### EXERCISE DESCRIPTION:
Reproduce, word for word, the whole post about building a serverless restaurant-suggestion chatbot from ten AWS services.

### PASSAGE PROVIDED:

--- START ---

I Wired 10 AWS Services Together to Build a Chatbot That Emails You Restaurant Suggestions

TL;DR: I built a serverless dining concierge chatbot that collects your food preferences through conversation and emails you personalized restaurant suggestions. It uses S3, API Gateway, Lambda, Lex, SQS, DynamoDB, OpenSearch, SES, EventBridge, and IAM — all stitched together without a single server to manage. The architecture looks clean on a whiteboard. In practice, I hit session management bugs, API pagination walls, and a billing trap that the assignment itself warned me about.

The Problem

For a cloud computing course, I needed to build something that sounds simple: a chatbot that asks what kind of food you want, then emails you restaurant suggestions. The catch? It had to be fully serverless, use NLP for conversation, and decouple the chat experience from the recommendation engine.

The real challenge isn't any single service — it's making ten of them talk to each other correctly.

The Architecture

User ──▶ S3 (Static Site) ──▶ API Gateway ──▶ LF0 (Lambda)
                                                  │
                                                  ▼
                                             Amazon Lex
                                                  │
                                                  ▼
                                          LF1 (Lambda Code Hook)
                                                  │
                                            ┌─────┴─────┐
                                            ▼           ▼
                                       SQS Queue    DynamoDB
                                            │      (User State)
                                            ▼
                              ┌──── LF2 (Lambda Worker) ◀── EventBridge (every 1 min)

--- END ---

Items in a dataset
--- START ---

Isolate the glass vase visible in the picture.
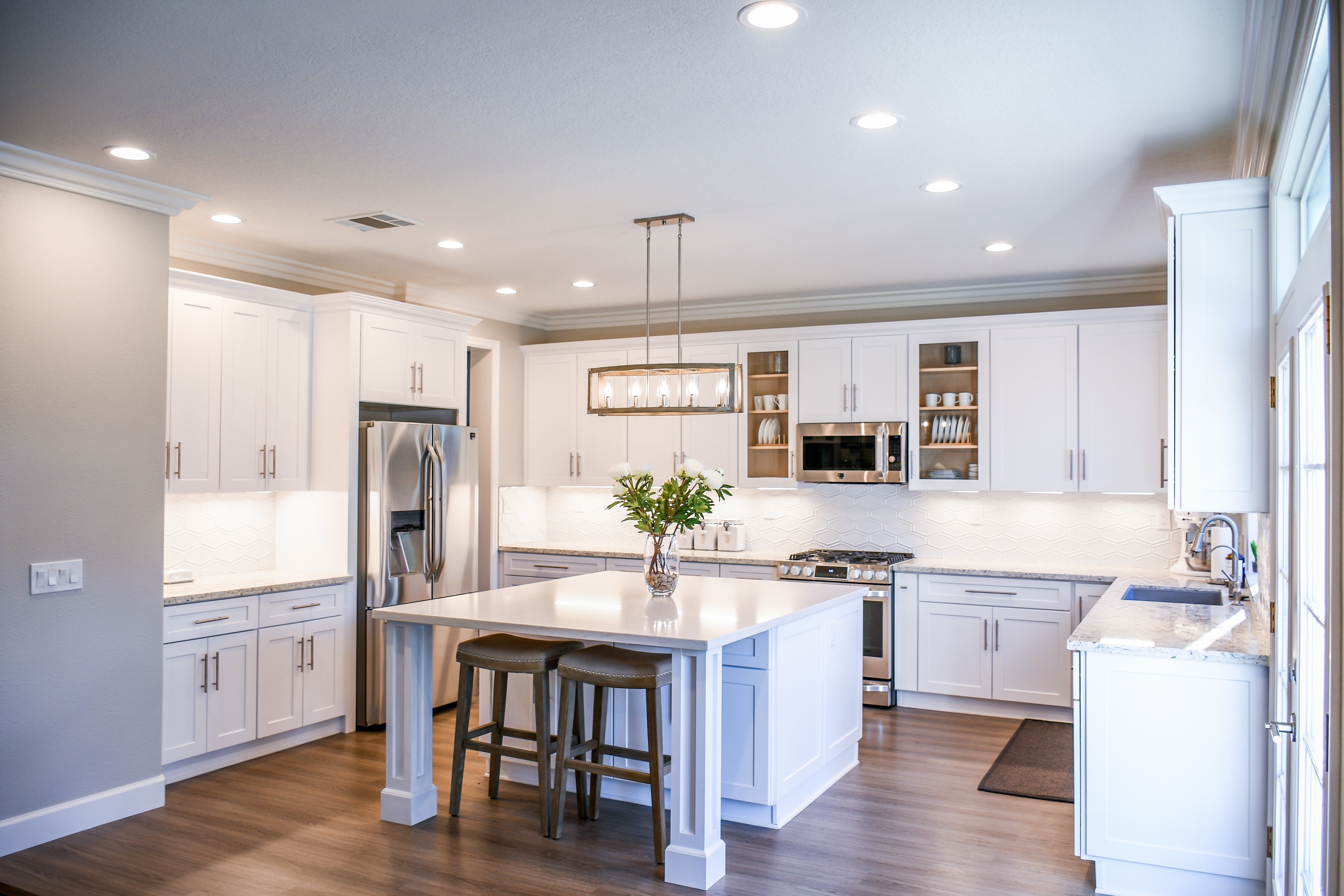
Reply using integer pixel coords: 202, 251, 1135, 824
644, 532, 681, 598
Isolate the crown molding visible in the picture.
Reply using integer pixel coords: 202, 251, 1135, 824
392, 283, 555, 329
168, 234, 395, 298
535, 271, 1166, 331
0, 142, 210, 216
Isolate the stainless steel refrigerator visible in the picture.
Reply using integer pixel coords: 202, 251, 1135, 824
355, 422, 478, 725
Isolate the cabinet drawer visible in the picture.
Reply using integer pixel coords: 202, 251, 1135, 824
919, 575, 1074, 610
259, 586, 345, 629
164, 595, 258, 643
723, 631, 770, 669
504, 553, 606, 579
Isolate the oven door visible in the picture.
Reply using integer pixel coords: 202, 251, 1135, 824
797, 422, 906, 482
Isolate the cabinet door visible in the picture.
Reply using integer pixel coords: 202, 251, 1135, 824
989, 325, 1079, 492
681, 345, 739, 485
626, 348, 681, 485
257, 622, 305, 738
574, 351, 630, 485
411, 324, 466, 410
219, 298, 270, 492
1078, 321, 1166, 492
359, 314, 419, 404
798, 339, 854, 423
164, 289, 224, 493
989, 607, 1074, 707
304, 617, 345, 725
849, 336, 909, 423
206, 630, 257, 750
919, 603, 993, 698
163, 638, 210, 766
266, 308, 313, 492
722, 666, 770, 805
524, 355, 578, 485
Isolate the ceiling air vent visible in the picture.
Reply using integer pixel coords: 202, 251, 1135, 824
327, 211, 425, 231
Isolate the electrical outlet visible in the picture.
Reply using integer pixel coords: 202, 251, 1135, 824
28, 560, 83, 594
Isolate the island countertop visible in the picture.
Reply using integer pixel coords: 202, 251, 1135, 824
374, 571, 868, 650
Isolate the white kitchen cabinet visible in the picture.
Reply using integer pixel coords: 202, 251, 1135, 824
164, 289, 224, 493
574, 351, 633, 485
1080, 320, 1168, 493
989, 325, 1091, 492
163, 638, 210, 766
525, 355, 578, 486
219, 298, 312, 492
1145, 177, 1270, 513
206, 631, 257, 751
918, 603, 995, 698
990, 607, 1074, 707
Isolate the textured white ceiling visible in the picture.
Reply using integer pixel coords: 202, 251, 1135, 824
0, 0, 1244, 313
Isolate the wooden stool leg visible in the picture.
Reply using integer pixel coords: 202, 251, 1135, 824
448, 662, 476, 815
589, 685, 608, 821
489, 672, 508, 799
551, 677, 582, 840
644, 688, 667, 865
532, 672, 551, 837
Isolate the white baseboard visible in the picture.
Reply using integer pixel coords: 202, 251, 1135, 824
164, 716, 354, 785
0, 775, 164, 856
896, 690, 1074, 721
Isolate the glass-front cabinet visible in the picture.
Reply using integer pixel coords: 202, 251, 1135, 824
738, 341, 798, 489
909, 331, 989, 492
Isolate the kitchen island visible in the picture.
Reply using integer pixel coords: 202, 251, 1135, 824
374, 572, 867, 889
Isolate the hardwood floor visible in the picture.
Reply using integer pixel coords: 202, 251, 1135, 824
0, 709, 1093, 896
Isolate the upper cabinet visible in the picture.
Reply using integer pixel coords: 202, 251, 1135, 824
1155, 177, 1270, 513
798, 334, 909, 423
359, 313, 466, 410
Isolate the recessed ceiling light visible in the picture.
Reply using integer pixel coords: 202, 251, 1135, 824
102, 146, 155, 161
849, 111, 900, 130
738, 0, 808, 28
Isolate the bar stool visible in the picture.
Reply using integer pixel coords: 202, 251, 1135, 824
551, 643, 672, 865
448, 633, 585, 837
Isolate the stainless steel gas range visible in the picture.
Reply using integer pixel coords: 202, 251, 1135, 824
779, 551, 914, 707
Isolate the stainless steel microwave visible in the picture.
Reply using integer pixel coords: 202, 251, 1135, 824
797, 423, 906, 482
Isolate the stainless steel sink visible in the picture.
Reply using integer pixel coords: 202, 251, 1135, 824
1121, 584, 1223, 607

--- END ---

### RESPONSE BELOW:
I Wired 10 AWS Services Together to Build a Chatbot That Emails You Restaurant Suggestions

TL;DR: I built a serverless dining concierge chatbot that collects your food preferences through conversation and emails you personalized restaurant suggestions. It uses S3, API Gateway, Lambda, Lex, SQS, DynamoDB, OpenSearch, SES, EventBridge, and IAM — all stitched together without a single server to manage. The architecture looks clean on a whiteboard. In practice, I hit session management bugs, API pagination walls, and a billing trap that the assignment itself warned me about.

The Problem

For a cloud computing course, I needed to build something that sounds simple: a chatbot that asks what kind of food you want, then emails you restaurant suggestions. The catch? It had to be fully serverless, use NLP for conversation, and decouple the chat experience from the recommendation engine.

The real challenge isn't any single service — it's making ten of them talk to each other correctly.

The Architecture

User ──▶ S3 (Static Site) ──▶ API Gateway ──▶ LF0 (Lambda)
                                                  │
                                                  ▼
                                             Amazon Lex
                                                  │
                                                  ▼
                                          LF1 (Lambda Code Hook)
                                                  │
                                            ┌─────┴─────┐
                                            ▼           ▼
                                       SQS Queue    DynamoDB
                                            │      (User State)
                                            ▼
                              ┌──── LF2 (Lambda Worker) ◀── EventBridge (every 1 min)